● **Goal of the exercise**:
Please print every record below exactly as it appears.

▼▼▼

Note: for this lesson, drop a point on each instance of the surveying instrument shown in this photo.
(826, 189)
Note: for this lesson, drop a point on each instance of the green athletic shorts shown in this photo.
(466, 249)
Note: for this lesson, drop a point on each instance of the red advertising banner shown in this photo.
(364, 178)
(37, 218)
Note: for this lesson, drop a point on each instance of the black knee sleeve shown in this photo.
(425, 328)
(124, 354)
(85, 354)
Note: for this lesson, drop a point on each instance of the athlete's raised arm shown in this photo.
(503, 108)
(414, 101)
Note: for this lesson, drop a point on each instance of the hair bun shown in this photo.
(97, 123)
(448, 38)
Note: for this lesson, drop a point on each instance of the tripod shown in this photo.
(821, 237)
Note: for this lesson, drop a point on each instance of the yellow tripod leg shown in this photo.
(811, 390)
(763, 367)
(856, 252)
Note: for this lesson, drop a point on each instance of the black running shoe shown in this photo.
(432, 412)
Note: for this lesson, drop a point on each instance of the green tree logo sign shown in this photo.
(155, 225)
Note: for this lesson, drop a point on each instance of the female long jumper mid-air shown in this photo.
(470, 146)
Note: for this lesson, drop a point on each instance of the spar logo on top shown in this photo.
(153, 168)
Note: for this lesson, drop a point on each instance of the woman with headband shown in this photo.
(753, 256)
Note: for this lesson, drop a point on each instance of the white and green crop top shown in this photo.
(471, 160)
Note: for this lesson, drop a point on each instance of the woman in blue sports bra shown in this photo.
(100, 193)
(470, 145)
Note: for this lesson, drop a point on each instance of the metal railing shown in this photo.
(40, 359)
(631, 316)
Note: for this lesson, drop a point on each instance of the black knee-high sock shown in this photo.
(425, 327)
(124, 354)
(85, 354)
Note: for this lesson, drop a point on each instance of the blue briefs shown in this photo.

▲▲▲

● **Solution for this exercise**:
Note: for this lesson, drop a point on each instance of the surveying instrument shown in this photo.
(826, 189)
Note: for this lesson, drop a point on each instance of the green athletic shorts shown in this photo.
(466, 249)
Note: for this lesson, drop a point on each instance of the red advertising banner shown in this photo.
(364, 178)
(37, 218)
Note: for this lesson, drop a point on each instance of the black knee sleeve shown in this photo.
(425, 328)
(124, 354)
(85, 354)
Note: for this lesson, drop a point on each instance of the athlete's raised arm shown in this photo.
(503, 108)
(414, 101)
Note: for this lesson, drop a point on each instance of the hair bun shown in this photo.
(97, 123)
(448, 38)
Note: for this lesson, drop a point on each instance of the tripod shown in this photo.
(821, 237)
Note: for this lesson, drop a point on each instance of the yellow tripod leg shown in this photo.
(811, 390)
(763, 367)
(856, 252)
Note: for this lesson, drop a point on each instance of the black running shoe shown in this photo.
(432, 412)
Note: for this lesson, drop a point on each instance of the green tree logo sign shown in this photo.
(155, 225)
Note: for this lesson, drop a point on each instance of the female long jumper mid-air shown in this photo.
(470, 146)
Note: for this lesson, drop a point on each instance of the spar logo on top shown in this photo.
(153, 168)
Note: for this lesson, drop a point on each instance of the woman with headband shown in this photo.
(753, 256)
Note: for this lesson, drop a point on each instance of the white and green crop top shown in this photo.
(471, 160)
Note: for this lesson, drop a point on each instance of the woman in blue sports bra shown in this photo.
(100, 193)
(470, 145)
Note: for this lesson, drop a point on each instance of the metal railing shown in this photo.
(40, 359)
(631, 316)
Note: for this lesson, drop a point on each instance of the black knee-high sock shown in this photo.
(425, 327)
(124, 354)
(85, 354)
Note: for this lesson, drop a point on each instance of the blue briefs shown in this photo.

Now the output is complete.